■ Excerpt:

** begin **

# Is Randy the only one?



## Burl Source (Jan 30, 2014)

Making new knives that is. 
Randy, you have been making some beauties. Even though I don't always post a comment I enjoy seeing the photos and seeing what new you come up with.

It might just be me but it seems like we are not seeing a whole lot from the other makers.
Maybe they are too busy making knives to post photos of all the new stuff. I hope that is the case.

Regardless of the reasons, I have needs!
Please post more new knife photos.


----------



## Anton (Jan 30, 2014)

A little anxious ah?


----------



## WillC (Jan 30, 2014)

Fear not its all going on! But in damascus stages....Not forgotten about your Nakiri either, will get that sorted this year


----------



## Burl Source (Jan 30, 2014)

I just like to see all the cool knives you guys are making.


----------



## steelcity (Jan 30, 2014)

Del has cranked out like 80 pairing knives in 2 months plus a couple non pairing.


----------



## Burl Source (Jan 30, 2014)

steelcity said:


> Del has cranked out like 80 pairing knives in 2 months plus a couple non pairing.


That's right. I had fun seeing all the variations.


----------



## Bill13 (Jan 30, 2014)

Mario is the man I want to see more knives from. Yes it's because I am on his list; but he does make amazing knives and takes amazing photos too.

Same goes for WillC - but he is out of my price range:sad0:.


----------



## knyfeknerd (Jan 30, 2014)

I don't know how Randy does it. 
I think he is either: 
A. A robot.
B. Has cloned himself several times over.
C. Has the hookup on some "Breaking Bad" Meth that keeps him working nonstop 24/7.

** end **

■ Material:
** begin **

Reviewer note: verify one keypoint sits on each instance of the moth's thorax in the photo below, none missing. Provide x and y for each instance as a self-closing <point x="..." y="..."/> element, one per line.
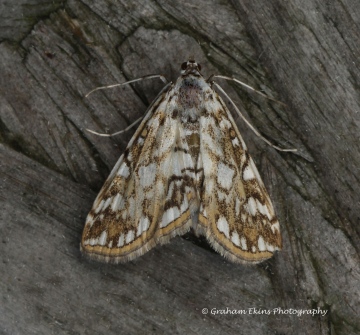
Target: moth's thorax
<point x="191" y="94"/>
<point x="192" y="91"/>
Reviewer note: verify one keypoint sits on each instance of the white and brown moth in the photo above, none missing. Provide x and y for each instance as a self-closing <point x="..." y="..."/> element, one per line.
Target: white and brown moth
<point x="186" y="166"/>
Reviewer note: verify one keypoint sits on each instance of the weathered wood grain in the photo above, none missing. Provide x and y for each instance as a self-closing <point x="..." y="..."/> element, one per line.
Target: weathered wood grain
<point x="305" y="54"/>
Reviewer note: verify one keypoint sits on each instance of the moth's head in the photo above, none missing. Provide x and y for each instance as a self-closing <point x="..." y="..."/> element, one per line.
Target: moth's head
<point x="190" y="67"/>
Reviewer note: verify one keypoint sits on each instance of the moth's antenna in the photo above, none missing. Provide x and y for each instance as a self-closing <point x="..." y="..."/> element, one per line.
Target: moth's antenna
<point x="118" y="132"/>
<point x="245" y="85"/>
<point x="129" y="82"/>
<point x="249" y="124"/>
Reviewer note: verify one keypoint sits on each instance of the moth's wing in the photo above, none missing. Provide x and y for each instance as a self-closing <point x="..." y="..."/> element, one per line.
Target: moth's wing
<point x="147" y="197"/>
<point x="236" y="213"/>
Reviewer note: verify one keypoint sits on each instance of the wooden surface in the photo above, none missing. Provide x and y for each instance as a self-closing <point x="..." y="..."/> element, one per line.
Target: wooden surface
<point x="304" y="53"/>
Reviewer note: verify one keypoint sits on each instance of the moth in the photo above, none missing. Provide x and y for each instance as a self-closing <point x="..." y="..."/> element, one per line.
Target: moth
<point x="185" y="167"/>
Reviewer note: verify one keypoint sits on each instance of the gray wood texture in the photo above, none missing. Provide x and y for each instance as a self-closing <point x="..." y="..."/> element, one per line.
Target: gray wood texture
<point x="304" y="53"/>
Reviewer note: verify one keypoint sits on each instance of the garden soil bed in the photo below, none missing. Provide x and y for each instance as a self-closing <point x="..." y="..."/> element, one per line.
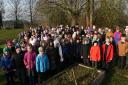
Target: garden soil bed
<point x="77" y="74"/>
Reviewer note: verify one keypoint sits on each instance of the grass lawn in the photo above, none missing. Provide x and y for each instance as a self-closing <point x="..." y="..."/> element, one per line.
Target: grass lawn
<point x="115" y="77"/>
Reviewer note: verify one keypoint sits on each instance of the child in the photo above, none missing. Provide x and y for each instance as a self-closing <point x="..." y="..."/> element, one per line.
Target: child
<point x="122" y="51"/>
<point x="7" y="64"/>
<point x="85" y="51"/>
<point x="107" y="53"/>
<point x="42" y="65"/>
<point x="95" y="54"/>
<point x="19" y="64"/>
<point x="117" y="35"/>
<point x="51" y="53"/>
<point x="29" y="62"/>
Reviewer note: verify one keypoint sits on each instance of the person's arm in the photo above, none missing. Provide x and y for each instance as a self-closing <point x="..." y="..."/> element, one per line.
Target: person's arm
<point x="47" y="62"/>
<point x="25" y="59"/>
<point x="37" y="64"/>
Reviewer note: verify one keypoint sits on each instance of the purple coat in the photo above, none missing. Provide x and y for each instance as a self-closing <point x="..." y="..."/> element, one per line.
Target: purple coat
<point x="29" y="60"/>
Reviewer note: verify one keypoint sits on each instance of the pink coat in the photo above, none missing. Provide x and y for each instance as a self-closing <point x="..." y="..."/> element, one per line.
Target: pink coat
<point x="29" y="60"/>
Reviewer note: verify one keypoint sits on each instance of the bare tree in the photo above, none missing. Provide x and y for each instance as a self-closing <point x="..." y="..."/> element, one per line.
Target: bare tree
<point x="16" y="10"/>
<point x="31" y="7"/>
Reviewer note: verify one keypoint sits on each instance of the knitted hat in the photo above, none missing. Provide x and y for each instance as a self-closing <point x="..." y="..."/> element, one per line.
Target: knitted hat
<point x="6" y="50"/>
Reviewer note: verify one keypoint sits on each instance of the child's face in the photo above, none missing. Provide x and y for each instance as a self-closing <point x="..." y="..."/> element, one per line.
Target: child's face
<point x="18" y="50"/>
<point x="29" y="49"/>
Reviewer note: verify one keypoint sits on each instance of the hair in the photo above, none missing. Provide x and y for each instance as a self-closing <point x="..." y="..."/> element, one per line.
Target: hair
<point x="29" y="45"/>
<point x="123" y="35"/>
<point x="40" y="48"/>
<point x="95" y="42"/>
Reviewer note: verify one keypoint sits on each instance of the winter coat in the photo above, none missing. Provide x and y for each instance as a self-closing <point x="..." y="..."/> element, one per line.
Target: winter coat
<point x="42" y="63"/>
<point x="95" y="53"/>
<point x="29" y="60"/>
<point x="109" y="54"/>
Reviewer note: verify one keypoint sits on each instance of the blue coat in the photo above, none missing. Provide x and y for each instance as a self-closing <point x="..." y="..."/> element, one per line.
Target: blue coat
<point x="7" y="63"/>
<point x="42" y="63"/>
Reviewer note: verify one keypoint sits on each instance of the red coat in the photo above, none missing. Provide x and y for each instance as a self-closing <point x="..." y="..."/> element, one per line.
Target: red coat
<point x="109" y="55"/>
<point x="95" y="53"/>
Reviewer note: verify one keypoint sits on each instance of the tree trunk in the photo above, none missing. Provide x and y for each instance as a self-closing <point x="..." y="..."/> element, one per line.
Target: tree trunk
<point x="91" y="12"/>
<point x="75" y="20"/>
<point x="31" y="13"/>
<point x="1" y="24"/>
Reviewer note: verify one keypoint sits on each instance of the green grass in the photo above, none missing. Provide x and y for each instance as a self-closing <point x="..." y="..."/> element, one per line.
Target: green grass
<point x="114" y="77"/>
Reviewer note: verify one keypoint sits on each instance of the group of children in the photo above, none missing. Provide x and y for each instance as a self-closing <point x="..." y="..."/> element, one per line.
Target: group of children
<point x="41" y="52"/>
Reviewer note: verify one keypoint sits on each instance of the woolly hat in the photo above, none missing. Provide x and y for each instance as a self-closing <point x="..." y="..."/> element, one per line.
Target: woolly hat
<point x="6" y="50"/>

** end **

■ What this exercise asks:
A) Summarize the knife-making forum thread in two sentences.
B) Carry the knife-making forum thread forward from its last line.
The material has no connection to the knife-making forum thread.

■ Answers:
A) Burl Source praises Randy's recent knives and asks the other makers to post more photos of new work, and WillC replies that work is underway in damascus stages and that Burl Source's Nakiri has not been forgotten. Others note that Del has made about 80 paring knives in two months, Bill13 says he wants to see more from Mario and WillC, and knyfeknerd jokes about how Randy keeps up his pace.

B)
D. Has kidnapped some of Santa's Elves that he keeps enslaved in MI, working round the clock.
E. Really isn't Randy at all, but actually is Chuck Norris.
F. All of the above.


----------



## Mrmnms (Jan 30, 2014)

It's a family affair with Randy. They clearly work well together. Some of Will's recent knives are insane .


----------



## Burl Source (Jan 31, 2014)

knyfeknerd said:


> I don't know how Randy does it.
> I think he is either:
> D. Has kidnapped some of Santa's Elves that he keeps enslaved in MI, working round the clock.



Pretty sure it's the elves. Who else is going to get all the work done in this freezing cold?


----------



## Notaskinnychef (Jan 31, 2014)

Burl Source said:


> Pretty sure it's the elves. Who else is going to get all the work done in this freezing cold?



E: Chuck Norris


----------



## KimBronnum (Jan 31, 2014)

I'd say C, D and E. Now that would be some combo


----------



## bahamaroot (Feb 1, 2014)

Chuck Norris on meth working with Santa's elves. That sounds about right.


----------



## mr drinky (Feb 1, 2014)

Mrmnms said:


> It's a family affair with Randy. They clearly work well together. Some of Will's recent knives are insane .



This is my thought too. It is nice to have Randy Jr. helping out, but I will say that Randy is simply the most efficient knife maker I have worked with. Del and Mario are close seconds in my book. 

With that said, different makers have "had their time" on the forum. Once a maker gets in high demand, their waits become longer and people shift to other makers -- which is kind of nice IMO. I actually think that is the fun part. Will Catchside used to be an easy buy -- but no more. Marko has never been easy. My Mario blade was exceptionally quick. I don't even have a maker's mark on it, but it was quick and good.

And Dave Martell. I am not sure if many remember him, but he lured thousands of people into knife sharpening just to then lure them in further with pretty wooden handles, and then teased us with a line of knives. He is actually not a real person at all -- he is Kaiser Soze. Kaiser Soze is a bit slower these days.

k.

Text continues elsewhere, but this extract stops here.